> [EXTRACT PROVIDED]:
Converting between data types

Parsing numbers

It seems like it should be straightforward to parse a number, but three problems make it tricky:

  1. People write numbers differently in different parts of the world. For example, some countries use . in between the integer and fractional parts of a real number, while others use ,.

  2. Numbers are often surrounded by other characters that provide some context, like “$1000” or “10%”.

  3. Numbers often contain “grouping” characters to make them easier to read, like “1,000,000”, and these grouping characters vary around the world.

To address the first problem, readr has the notion of a “locale”, an object that specifies parsing options that differ from place to place. When parsing numbers, the most important option is the character you use for the decimal mark. You can override the default value of . by creating a new locale and setting the decimal_mark argument:

parse_double("1.23")
## [1] 1.23
parse_double("1,23", locale = locale(decimal_mark = ","))

> [DATA EXCERPTS]:
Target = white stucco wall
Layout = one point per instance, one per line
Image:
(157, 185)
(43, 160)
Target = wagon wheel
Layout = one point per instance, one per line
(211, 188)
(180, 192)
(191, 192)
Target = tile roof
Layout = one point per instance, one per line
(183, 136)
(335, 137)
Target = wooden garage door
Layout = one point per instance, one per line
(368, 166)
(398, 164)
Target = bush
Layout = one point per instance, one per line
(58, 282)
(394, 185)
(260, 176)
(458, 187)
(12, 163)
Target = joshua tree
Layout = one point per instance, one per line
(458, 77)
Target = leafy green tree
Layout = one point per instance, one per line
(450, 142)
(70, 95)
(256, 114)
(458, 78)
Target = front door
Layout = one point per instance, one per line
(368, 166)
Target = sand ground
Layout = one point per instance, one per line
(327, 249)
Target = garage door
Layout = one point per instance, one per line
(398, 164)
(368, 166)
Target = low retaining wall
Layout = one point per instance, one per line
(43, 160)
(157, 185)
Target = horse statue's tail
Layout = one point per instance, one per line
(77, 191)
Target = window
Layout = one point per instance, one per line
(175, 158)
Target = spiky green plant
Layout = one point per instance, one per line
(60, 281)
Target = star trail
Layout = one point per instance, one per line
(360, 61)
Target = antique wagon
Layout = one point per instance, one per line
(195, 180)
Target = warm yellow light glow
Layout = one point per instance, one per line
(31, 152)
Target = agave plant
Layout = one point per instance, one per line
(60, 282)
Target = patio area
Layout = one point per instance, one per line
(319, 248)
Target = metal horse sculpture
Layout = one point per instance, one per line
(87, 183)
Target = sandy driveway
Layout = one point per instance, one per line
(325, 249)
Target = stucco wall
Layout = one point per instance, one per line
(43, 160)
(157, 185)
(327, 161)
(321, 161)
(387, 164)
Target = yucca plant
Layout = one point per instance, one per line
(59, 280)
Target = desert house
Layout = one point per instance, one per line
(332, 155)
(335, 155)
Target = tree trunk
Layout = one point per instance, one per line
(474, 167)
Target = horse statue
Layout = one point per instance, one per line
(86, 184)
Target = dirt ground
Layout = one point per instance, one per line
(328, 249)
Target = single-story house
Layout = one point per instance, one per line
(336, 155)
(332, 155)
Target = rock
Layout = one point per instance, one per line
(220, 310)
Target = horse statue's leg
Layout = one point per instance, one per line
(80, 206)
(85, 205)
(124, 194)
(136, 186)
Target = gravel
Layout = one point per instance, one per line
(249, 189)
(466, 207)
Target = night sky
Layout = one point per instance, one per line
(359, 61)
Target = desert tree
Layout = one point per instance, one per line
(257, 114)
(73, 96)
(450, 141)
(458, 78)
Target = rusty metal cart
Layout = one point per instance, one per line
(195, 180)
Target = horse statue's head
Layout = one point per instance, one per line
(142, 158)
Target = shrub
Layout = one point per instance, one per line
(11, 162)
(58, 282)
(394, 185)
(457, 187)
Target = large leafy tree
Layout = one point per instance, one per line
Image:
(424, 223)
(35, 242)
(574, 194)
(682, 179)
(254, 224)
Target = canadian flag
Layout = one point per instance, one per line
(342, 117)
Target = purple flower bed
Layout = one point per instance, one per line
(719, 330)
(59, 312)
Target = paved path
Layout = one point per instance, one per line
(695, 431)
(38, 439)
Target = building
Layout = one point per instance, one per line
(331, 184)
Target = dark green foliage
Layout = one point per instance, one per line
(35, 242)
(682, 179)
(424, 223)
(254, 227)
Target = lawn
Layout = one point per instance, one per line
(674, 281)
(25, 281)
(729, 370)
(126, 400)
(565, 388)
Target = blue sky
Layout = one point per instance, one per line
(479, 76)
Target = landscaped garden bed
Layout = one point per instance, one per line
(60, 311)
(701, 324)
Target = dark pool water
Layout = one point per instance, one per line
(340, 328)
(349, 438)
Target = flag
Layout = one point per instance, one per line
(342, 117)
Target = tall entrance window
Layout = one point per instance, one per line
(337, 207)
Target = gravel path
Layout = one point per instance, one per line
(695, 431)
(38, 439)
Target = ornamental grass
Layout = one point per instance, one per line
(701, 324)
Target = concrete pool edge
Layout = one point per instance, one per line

> [EXERCISE TASKS]:
1) According to the extract on parsing numbers, which problems make parsing a number tricky? List each one.
2) Resume the extract on parsing numbers from the point where it stops.

> [EXERCISE ANSWERS]:
1)
1. People in different parts of the world write numbers differently. For example, some countries put . between the integer and fractional parts of a real number, and others use ,.
2. Numbers are often surrounded by other characters that give context, like “$1000” or “10%”.
3. Numbers often contain grouping characters that make them easier to read, like “1,000,000”, and these characters vary around the world.

2)
## [1] 1.23


readr’s default locale is US-centric, because generally R is US-centric (i.e. the documentation of base R is written in American English). An alternative approach would be to try and guess the defaults from your operating system. This is hard to do well, and, more importantly, makes your code fragile: even if it works on your computer, it might fail when you email it to a colleague in another country.

parse_number() addresses the second problem: it ignores non-numeric characters before and after the number. This is particularly useful for currencies and percentages, but also works to extract numbers embedded in text.

parse_number("$100")
## [1] 100
parse_number("20%")
## [1] 20
parse_number("It cost $123.45")
## [1] 123.45


The final problem is addressed by the combination of parse_number() and the locale as parse_number() will ignore the “grouping mark”:

# Used in America
parse_number("$123,456,789")
## [1] 123456789
# Used in many parts of Europe
parse_number("123.456.789", locale = locale(grouping_mark = "."))
## [1] 123456789
# Used in Switzerland
parse_number("123'456'789", locale = locale(grouping_mark = "'"))
## [1] 123456789



Dates

Dates can be tricky! If you work with date data, I suggest you review chapters 11.3.4 and 16 in R4DS.



Converting between data types with parse_x() functions

We can use the parse_x() functions in combination with mutate() to clean up values in a variable. Let’s have a look at how to clean up this dataset:

mess = read_tsv("https://raw.githubusercontent.com/nt246/NTRES6940-data-science/master/datasets/messy_data.tsv", locale = locale(decimal_mark = ","))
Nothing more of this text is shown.